Selected passage
(begin)

These seem to be excellent arguments for keeping the age at 19. I am surprised that those arguments were rejected by the Committee. I realise the reasons why they were rejected, but I do not think they were convincing reasons; for my part I would fix the age for free marriage at 19.

From my experience as a lawyer, I conclude that any attempt today by parents to stop a child over that age from marrying by refusing consent does great harm. If a child applies to the court—and I have been involved in these cases, and we heard the experience of a magistrate earlier in the debate—the magistrates very nearly always give consent, but there remains a permanent bitterness between the parents and the child. I find these sort of cases extremely depressing and would like to see an end to them.

For contract and also for property I would propose that the age be fixed at 19 and—dare I say—for voting, too. On this particular point I agree with the minority report which comes out in paragraph 560, subparagraph (c): The age of majority in private affairs cannot logically be considered in isolation from the age of majority in public and civic affairs. This seems to me absolutely right. I realise the dilemma I am in, as my right hon. and learned Friend the Member for Warwick and Leamington said, in that I have been quoting from both the majority and the minority Report. On this point I can see no distinction between private and public affairs. If we make the age 19 for private affairs, we must be prepared to see the logic through, and allow it for public affairs as well. If a person is old enough to get married without his parents' consent at 19, old enough to have children and be responsible for them, and old enough to earn and keep unlimited income and capital, surely he is old enough to vote as well. I am not afraid of the political consequences. Not all these young people will be young Liberals. Some will not want to vote at all, but those who do will do so in a serious and responsible way. As has been said repeatedly, because we are fixing the age at 19, it does not mean that young people will necessarily be voting at 19. Many of them will still not be able to vote for the first time until after they have become 21. If we give young people responsibility in the private field, as I think we should, because in my opinion the Report is right, they will resent it if we do not give them any power or representation in the public field as well.

(end)

Short task
From the debate passage on the age of majority, copy out word for word the portion between "These seem to" and "end to them.", inclusive.

Data supplied
(begin)

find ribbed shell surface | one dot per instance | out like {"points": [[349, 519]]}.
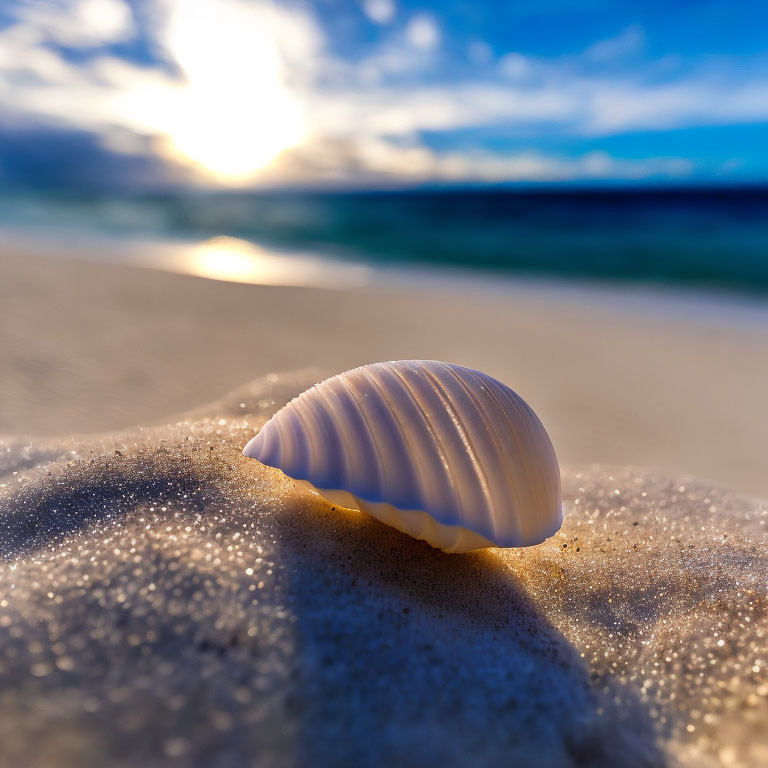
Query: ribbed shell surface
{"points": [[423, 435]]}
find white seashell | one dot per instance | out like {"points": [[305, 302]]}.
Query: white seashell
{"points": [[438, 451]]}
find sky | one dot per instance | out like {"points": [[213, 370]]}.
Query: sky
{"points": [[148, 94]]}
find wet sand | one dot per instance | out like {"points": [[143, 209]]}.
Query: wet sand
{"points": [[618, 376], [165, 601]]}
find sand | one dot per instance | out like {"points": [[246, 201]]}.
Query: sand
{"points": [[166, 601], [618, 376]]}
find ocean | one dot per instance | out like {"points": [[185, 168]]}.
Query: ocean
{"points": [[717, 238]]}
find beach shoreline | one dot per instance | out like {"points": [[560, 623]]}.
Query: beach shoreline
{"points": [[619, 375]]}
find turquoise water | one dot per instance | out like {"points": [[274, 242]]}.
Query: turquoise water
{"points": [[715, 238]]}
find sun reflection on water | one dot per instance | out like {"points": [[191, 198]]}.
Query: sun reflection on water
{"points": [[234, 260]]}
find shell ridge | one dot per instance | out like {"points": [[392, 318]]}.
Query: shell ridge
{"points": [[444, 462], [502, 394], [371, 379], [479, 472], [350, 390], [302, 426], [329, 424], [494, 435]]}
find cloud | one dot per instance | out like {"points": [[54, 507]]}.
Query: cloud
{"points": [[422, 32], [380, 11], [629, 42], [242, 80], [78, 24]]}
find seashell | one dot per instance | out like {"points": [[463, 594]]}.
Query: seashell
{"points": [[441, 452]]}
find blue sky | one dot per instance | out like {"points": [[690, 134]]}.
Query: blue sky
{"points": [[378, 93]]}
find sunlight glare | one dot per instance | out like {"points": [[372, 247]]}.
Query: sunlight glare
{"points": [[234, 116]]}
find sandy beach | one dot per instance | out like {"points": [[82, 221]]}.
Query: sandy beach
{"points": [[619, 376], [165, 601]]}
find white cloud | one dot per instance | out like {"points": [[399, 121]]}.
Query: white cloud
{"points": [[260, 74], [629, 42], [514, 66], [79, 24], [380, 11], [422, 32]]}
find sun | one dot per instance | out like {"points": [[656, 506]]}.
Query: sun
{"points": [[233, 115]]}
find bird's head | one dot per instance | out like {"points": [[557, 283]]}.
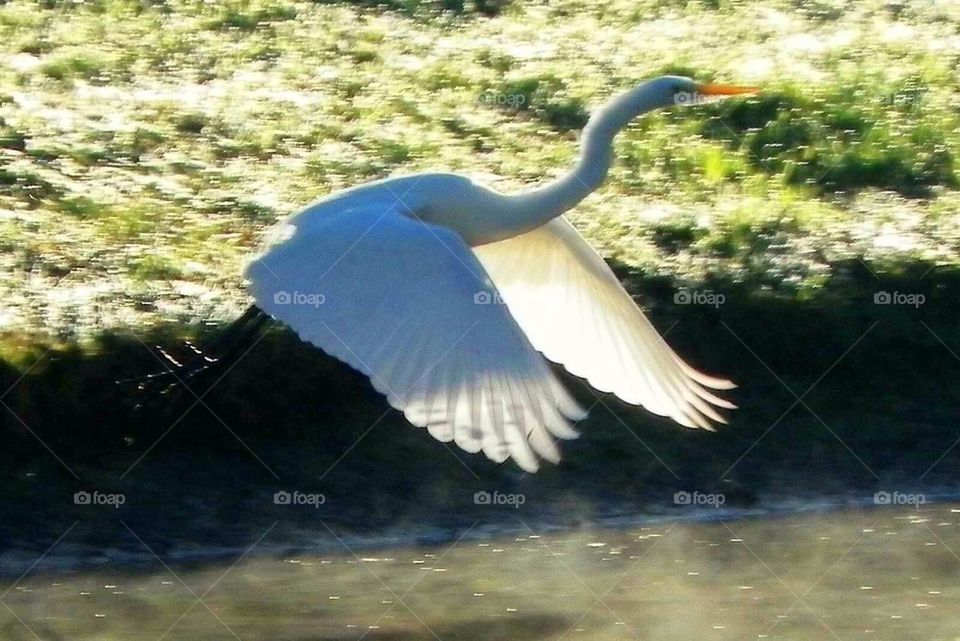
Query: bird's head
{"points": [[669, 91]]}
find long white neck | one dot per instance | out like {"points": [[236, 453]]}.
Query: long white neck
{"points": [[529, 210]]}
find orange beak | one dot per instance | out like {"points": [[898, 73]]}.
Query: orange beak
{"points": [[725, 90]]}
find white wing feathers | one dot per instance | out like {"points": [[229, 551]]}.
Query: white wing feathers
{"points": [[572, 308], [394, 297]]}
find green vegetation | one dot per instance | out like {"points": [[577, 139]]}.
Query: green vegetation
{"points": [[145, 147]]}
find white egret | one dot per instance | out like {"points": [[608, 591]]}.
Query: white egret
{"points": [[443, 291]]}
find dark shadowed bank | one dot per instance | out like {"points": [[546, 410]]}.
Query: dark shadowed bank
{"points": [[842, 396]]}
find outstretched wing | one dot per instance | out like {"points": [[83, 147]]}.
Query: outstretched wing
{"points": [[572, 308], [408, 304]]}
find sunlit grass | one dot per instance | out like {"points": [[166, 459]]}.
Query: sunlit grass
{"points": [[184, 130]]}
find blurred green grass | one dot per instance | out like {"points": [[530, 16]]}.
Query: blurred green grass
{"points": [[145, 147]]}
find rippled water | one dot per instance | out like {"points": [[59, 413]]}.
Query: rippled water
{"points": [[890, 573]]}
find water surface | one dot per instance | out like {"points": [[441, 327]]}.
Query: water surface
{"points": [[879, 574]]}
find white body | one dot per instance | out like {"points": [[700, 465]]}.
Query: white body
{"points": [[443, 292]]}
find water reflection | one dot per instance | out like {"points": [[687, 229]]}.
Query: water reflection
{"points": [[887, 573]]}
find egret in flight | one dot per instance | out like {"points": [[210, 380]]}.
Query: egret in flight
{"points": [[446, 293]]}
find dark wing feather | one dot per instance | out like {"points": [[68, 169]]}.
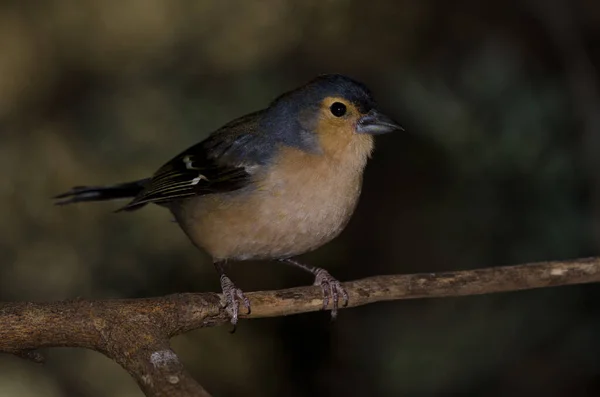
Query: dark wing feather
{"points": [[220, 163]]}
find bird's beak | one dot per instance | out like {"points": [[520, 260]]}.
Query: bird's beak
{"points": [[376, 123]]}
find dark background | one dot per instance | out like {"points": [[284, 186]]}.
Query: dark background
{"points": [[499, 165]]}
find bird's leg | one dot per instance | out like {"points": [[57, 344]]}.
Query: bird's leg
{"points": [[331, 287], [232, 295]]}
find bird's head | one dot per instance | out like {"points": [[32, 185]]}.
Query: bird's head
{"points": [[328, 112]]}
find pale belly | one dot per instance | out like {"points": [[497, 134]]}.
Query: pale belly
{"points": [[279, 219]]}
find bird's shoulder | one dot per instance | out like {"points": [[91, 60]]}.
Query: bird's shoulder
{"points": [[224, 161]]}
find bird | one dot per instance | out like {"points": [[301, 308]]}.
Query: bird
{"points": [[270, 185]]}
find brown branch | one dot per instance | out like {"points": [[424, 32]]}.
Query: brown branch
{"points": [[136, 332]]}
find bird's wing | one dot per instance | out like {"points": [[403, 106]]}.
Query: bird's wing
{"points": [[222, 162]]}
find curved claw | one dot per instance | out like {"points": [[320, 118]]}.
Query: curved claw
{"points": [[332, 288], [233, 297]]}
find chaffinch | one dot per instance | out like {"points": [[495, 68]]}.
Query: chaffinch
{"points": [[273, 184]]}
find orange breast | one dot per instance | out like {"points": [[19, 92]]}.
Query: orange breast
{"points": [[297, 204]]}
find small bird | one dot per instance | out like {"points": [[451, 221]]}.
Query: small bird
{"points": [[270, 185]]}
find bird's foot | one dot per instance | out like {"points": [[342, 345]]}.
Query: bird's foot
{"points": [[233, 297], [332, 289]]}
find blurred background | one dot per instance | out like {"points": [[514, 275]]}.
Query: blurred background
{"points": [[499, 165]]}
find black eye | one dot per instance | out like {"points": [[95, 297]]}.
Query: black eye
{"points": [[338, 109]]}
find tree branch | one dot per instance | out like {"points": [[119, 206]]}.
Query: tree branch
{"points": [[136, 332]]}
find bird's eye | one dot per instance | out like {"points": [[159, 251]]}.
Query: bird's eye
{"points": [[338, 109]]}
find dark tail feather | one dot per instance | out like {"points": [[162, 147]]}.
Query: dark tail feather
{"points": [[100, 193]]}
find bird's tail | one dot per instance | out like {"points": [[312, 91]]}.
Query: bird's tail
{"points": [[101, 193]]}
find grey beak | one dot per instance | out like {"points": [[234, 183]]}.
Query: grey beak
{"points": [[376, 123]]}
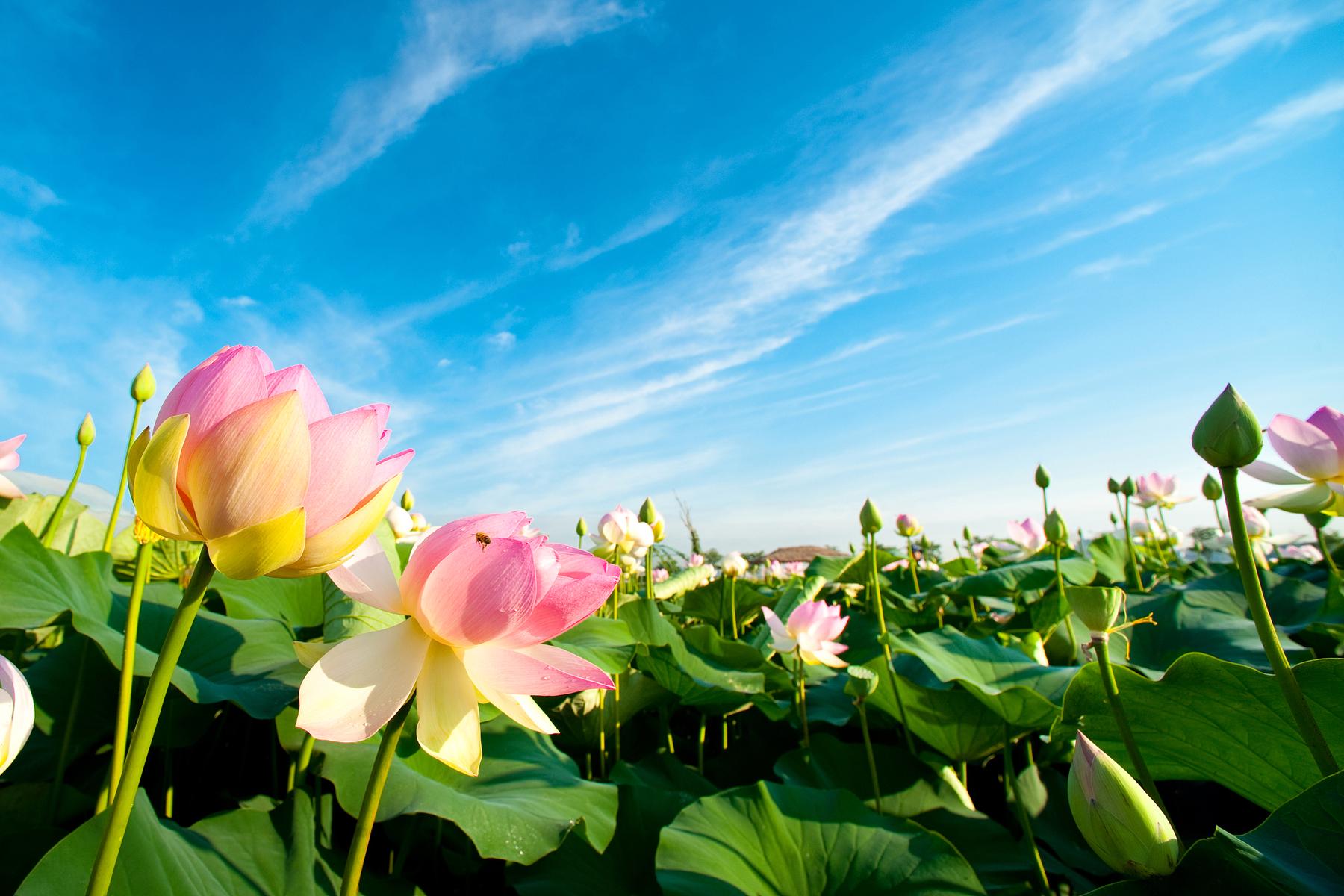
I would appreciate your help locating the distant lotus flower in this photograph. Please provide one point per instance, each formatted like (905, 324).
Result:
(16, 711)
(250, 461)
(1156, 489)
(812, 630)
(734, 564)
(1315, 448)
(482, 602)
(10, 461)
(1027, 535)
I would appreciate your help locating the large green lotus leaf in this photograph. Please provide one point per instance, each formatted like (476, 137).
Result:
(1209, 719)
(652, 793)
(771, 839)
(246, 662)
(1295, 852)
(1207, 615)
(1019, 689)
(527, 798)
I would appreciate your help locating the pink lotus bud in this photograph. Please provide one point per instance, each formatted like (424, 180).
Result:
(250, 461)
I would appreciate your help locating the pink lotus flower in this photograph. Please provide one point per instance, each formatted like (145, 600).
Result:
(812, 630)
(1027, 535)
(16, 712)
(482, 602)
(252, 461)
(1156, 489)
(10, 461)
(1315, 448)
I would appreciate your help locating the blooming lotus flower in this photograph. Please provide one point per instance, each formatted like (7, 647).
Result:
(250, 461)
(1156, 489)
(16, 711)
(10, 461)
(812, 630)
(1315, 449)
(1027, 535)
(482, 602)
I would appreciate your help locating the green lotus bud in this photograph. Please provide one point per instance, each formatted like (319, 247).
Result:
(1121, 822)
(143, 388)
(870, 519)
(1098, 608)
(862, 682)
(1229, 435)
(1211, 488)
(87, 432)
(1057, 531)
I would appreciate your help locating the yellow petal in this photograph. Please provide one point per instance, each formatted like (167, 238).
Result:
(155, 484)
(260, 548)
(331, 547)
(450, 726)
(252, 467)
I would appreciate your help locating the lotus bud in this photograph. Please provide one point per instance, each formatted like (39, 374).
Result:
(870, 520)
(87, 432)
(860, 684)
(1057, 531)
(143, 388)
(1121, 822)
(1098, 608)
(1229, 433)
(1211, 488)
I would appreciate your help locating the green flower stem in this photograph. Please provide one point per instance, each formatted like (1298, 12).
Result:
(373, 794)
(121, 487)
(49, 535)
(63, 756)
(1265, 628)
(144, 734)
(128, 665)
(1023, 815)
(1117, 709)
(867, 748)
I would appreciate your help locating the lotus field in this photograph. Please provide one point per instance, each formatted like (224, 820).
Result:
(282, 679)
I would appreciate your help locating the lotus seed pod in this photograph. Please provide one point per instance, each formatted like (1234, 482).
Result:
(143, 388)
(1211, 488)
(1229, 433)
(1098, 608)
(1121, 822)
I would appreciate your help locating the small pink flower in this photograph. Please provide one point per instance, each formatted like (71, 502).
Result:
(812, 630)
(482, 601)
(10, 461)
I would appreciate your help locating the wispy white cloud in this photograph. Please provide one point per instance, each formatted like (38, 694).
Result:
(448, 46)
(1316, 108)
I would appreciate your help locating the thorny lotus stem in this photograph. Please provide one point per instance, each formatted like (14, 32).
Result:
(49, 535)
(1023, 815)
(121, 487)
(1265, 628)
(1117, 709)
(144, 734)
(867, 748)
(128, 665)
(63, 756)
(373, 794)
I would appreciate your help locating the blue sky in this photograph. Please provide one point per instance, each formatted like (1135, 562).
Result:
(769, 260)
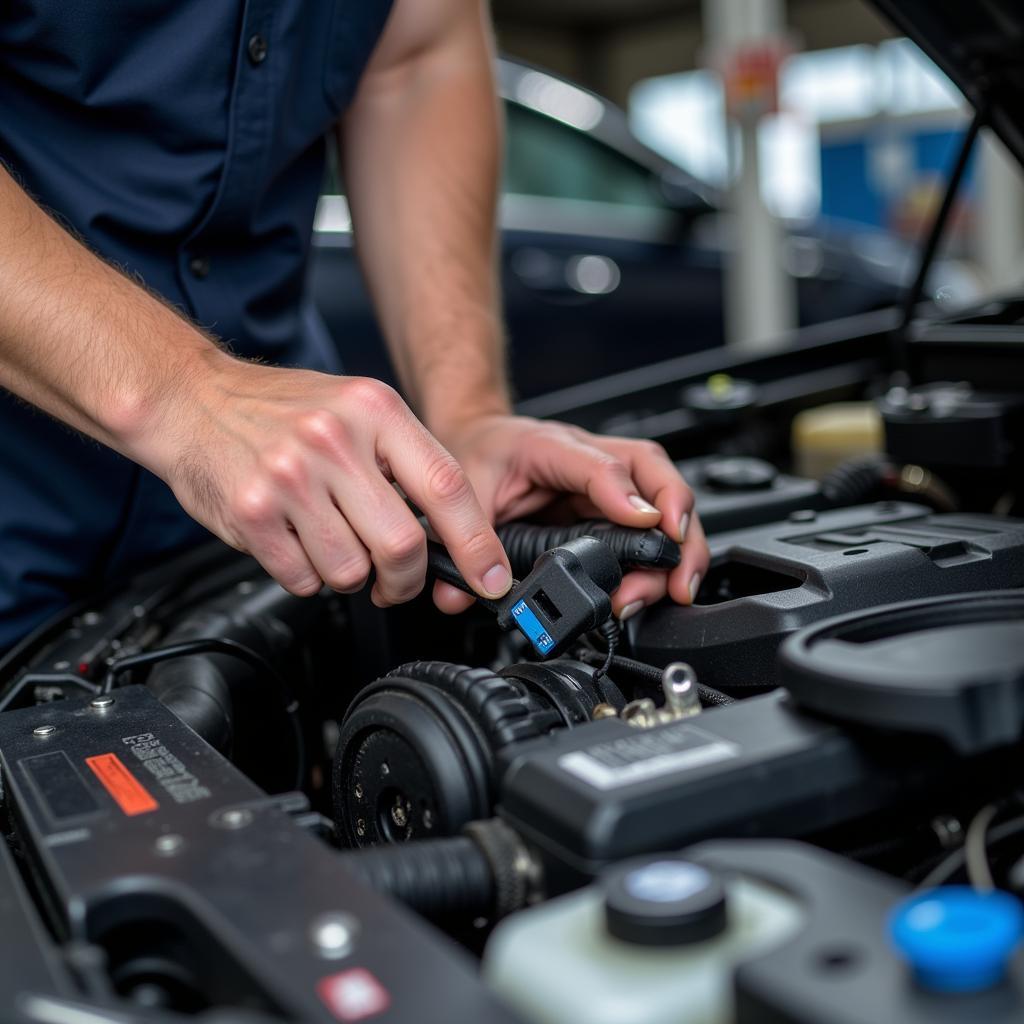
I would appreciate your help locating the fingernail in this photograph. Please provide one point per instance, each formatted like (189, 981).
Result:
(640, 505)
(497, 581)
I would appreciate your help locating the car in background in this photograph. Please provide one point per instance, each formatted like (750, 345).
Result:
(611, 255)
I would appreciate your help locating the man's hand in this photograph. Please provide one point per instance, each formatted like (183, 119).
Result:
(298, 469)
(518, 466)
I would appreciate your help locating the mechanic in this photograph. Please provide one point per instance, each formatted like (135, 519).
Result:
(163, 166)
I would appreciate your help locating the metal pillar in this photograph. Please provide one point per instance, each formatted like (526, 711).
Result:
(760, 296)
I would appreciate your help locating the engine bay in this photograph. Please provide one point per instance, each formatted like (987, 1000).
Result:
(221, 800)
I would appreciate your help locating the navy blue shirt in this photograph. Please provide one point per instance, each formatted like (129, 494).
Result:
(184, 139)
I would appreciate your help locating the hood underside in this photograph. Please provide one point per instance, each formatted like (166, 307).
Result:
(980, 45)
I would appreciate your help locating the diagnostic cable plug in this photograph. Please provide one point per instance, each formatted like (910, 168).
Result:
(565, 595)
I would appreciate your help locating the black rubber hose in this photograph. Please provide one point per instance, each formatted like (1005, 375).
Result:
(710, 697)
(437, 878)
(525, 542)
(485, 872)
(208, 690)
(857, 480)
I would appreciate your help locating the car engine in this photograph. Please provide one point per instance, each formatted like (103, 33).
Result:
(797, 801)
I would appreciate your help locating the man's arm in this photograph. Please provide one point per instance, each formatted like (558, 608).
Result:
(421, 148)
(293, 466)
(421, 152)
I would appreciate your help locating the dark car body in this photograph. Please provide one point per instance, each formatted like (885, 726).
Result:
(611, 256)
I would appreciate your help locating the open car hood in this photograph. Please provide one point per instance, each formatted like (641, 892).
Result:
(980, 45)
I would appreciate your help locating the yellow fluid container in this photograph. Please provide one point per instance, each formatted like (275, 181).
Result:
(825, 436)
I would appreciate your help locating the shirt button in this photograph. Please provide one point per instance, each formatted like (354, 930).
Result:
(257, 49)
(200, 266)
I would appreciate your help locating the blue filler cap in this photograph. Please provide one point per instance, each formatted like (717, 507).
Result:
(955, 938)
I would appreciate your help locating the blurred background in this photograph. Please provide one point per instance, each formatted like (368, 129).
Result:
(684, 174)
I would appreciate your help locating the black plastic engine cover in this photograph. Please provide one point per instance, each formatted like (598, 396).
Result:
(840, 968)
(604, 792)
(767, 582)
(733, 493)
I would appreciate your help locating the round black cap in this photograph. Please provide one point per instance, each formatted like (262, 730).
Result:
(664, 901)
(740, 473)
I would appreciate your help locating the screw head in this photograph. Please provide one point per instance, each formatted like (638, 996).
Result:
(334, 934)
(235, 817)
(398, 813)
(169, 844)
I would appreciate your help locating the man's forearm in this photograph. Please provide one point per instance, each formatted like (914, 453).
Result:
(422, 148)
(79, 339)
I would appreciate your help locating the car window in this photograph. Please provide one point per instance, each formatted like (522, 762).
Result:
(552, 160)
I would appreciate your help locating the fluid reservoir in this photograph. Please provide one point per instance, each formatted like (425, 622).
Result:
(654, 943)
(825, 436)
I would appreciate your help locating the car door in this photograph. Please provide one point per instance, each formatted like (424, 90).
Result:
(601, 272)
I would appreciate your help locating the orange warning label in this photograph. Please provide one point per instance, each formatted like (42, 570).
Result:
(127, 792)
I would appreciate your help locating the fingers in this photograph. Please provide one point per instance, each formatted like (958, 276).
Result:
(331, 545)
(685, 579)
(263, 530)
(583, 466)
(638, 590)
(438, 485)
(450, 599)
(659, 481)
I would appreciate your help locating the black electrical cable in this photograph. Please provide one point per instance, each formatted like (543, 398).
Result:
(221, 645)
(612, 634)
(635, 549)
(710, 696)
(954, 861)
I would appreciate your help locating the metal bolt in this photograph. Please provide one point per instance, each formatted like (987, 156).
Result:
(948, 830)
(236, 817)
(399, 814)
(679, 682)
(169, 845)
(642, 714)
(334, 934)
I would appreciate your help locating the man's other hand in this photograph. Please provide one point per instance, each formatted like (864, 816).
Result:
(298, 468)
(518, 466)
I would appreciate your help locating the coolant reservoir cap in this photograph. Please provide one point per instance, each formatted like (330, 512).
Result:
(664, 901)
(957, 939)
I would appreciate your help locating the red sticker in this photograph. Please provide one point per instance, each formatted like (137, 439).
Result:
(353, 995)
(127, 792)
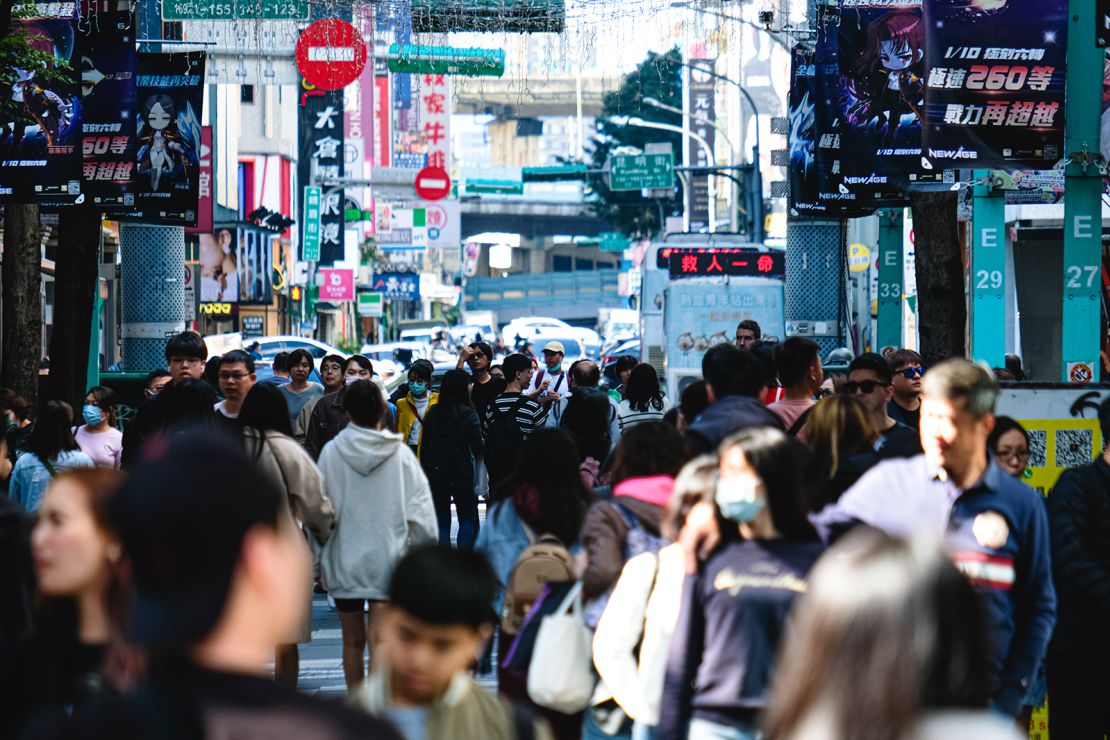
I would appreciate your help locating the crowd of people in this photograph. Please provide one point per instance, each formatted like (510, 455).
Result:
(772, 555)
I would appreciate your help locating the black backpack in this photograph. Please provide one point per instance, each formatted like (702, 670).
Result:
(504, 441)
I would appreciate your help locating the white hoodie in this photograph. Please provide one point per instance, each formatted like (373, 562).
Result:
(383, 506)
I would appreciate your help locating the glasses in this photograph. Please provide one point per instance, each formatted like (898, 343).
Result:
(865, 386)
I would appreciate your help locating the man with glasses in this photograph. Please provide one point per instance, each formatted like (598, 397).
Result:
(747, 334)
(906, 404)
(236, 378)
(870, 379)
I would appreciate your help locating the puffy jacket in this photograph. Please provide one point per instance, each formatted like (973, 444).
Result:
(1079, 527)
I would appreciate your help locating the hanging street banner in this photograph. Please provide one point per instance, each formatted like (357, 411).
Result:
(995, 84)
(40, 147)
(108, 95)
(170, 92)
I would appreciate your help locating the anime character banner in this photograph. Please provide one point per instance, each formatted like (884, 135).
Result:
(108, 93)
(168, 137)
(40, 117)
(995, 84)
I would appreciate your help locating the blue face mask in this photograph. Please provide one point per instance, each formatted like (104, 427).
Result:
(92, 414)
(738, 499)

(end)

Task solution
These seem to be excellent arguments for keeping the age at 19. I am surprised that those arguments were rejected by the Committee. I realise the reasons why they were rejected, but I do not think they were convincing reasons; for my part I would fix the age for free marriage at 19.

From my experience as a lawyer, I conclude that any attempt today by parents to stop a child over that age from marrying by refusing consent does great harm. If a child applies to the court—and I have been involved in these cases, and we heard the experience of a magistrate earlier in the debate—the magistrates very nearly always give consent, but there remains a permanent bitterness between the parents and the child. I find these sort of cases extremely depressing and would like to see an end to them.